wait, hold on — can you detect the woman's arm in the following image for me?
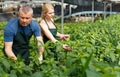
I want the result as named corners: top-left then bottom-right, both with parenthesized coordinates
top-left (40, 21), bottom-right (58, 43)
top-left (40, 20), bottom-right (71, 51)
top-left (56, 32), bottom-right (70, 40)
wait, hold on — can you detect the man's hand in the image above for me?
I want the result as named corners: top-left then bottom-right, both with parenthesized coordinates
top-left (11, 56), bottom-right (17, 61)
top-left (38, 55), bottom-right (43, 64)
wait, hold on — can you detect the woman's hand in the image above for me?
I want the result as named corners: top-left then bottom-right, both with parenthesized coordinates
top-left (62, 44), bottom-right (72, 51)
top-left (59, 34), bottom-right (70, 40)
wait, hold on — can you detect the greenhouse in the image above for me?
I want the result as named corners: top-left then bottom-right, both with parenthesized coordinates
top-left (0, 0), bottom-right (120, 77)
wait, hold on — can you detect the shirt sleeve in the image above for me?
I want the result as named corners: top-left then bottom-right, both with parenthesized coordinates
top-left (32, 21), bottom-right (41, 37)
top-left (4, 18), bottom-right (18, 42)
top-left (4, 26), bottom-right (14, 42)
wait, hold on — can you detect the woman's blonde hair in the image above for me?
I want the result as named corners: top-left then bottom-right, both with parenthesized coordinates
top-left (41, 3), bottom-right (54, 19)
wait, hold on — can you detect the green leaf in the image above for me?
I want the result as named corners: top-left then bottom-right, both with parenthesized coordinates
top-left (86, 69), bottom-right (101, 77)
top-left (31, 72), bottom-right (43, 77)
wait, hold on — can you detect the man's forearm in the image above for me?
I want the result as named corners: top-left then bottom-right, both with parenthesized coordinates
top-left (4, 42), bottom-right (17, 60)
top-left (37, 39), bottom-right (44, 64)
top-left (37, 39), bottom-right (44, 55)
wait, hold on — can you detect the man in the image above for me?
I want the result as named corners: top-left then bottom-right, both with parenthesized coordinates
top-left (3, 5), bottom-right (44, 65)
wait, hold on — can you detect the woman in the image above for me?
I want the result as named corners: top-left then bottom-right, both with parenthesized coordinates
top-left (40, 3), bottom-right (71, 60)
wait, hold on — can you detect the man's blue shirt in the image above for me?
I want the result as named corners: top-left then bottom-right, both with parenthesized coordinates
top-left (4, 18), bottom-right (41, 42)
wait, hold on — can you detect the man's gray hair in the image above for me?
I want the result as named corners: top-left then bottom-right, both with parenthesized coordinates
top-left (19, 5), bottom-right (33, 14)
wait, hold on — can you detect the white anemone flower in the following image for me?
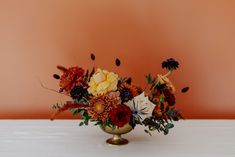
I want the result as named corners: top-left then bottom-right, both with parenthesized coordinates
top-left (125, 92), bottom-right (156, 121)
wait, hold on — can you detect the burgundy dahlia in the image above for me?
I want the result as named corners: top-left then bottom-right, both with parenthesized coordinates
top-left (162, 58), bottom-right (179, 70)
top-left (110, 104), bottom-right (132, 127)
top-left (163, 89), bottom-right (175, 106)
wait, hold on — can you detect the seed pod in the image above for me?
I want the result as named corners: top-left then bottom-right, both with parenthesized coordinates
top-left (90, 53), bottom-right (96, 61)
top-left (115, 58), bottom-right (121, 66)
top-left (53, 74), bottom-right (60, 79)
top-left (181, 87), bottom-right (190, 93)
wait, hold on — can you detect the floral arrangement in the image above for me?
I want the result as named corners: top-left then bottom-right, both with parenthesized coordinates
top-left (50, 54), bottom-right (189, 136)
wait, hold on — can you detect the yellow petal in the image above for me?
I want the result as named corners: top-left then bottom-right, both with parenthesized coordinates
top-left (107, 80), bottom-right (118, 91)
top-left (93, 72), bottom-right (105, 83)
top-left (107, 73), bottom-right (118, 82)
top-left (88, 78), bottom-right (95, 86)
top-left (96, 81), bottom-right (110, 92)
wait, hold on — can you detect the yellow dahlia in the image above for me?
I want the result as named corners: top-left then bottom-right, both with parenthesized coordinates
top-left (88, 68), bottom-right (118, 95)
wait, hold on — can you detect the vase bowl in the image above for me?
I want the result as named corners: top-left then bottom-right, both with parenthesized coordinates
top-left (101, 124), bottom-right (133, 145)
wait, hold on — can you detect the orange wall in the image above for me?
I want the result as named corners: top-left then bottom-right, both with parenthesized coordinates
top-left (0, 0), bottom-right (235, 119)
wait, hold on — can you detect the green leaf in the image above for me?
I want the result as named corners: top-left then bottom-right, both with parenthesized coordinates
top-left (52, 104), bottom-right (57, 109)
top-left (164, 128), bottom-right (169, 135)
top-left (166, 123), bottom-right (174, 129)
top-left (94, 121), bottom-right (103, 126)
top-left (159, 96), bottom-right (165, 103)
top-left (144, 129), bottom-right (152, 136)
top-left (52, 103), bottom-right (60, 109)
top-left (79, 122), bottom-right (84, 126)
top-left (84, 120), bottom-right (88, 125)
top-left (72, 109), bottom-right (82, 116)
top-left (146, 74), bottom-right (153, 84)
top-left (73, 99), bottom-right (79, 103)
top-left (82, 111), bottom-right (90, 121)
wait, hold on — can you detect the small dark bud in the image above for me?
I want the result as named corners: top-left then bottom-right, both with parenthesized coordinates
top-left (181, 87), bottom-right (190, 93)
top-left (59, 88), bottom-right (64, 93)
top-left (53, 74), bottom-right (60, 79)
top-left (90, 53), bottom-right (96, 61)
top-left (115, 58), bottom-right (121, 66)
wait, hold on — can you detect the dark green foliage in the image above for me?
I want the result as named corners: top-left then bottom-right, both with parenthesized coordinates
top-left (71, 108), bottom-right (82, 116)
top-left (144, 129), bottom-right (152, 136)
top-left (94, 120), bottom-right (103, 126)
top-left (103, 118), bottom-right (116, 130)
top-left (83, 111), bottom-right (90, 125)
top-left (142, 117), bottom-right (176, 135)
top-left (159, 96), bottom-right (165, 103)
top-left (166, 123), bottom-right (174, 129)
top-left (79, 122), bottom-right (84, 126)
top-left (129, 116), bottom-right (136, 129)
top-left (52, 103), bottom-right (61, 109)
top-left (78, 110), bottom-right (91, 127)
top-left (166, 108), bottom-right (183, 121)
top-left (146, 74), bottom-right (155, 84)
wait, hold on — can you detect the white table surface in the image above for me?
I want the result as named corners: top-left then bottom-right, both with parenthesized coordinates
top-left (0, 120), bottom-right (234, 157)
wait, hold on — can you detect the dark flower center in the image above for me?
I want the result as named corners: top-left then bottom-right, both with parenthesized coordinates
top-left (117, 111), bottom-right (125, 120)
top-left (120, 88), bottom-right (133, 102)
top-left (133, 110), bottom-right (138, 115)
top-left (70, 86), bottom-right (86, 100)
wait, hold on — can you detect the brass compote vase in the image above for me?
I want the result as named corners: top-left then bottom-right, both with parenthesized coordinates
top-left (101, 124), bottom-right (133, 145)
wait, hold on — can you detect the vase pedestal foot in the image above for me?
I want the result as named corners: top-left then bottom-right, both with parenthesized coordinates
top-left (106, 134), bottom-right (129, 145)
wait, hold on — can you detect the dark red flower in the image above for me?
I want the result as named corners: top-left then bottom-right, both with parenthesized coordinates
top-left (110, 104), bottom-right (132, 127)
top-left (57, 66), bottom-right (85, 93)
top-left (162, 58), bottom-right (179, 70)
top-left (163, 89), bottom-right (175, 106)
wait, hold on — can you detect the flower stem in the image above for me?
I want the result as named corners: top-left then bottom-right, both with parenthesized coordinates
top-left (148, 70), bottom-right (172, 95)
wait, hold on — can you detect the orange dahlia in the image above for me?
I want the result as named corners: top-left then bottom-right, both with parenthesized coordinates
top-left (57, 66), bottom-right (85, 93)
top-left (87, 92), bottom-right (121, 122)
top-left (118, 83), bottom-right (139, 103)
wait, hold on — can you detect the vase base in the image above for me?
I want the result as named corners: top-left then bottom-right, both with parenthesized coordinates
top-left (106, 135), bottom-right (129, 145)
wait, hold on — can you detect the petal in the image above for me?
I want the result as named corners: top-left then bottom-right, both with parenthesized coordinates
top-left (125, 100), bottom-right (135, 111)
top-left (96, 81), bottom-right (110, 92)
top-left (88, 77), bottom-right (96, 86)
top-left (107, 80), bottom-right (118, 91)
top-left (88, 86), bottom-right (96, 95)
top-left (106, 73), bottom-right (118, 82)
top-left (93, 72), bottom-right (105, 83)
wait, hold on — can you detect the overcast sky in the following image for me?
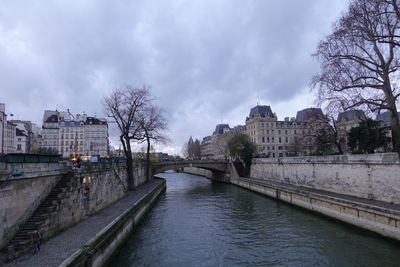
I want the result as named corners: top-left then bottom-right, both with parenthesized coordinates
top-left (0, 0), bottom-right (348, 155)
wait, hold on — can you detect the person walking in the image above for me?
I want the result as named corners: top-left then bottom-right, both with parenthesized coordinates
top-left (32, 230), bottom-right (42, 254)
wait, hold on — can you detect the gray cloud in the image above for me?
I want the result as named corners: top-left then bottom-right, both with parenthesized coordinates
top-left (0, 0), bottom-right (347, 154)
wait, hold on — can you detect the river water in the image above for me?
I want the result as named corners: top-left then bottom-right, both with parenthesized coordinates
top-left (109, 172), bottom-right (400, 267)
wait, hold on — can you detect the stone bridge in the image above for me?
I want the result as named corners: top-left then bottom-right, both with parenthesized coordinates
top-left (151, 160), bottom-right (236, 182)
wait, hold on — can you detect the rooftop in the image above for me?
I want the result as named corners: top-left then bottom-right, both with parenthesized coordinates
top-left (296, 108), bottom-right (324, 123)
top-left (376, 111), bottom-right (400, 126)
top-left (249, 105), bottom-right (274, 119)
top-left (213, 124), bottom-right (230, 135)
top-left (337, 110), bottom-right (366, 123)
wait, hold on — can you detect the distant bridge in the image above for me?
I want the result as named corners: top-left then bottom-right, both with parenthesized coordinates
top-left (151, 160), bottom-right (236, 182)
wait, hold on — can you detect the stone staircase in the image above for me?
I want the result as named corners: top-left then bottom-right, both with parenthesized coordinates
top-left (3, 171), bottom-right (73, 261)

──────

ASSIGNMENT: Please work out how many lines of the listing contain the string "white", and answer with the number only.

EXERCISE RESPONSE: 2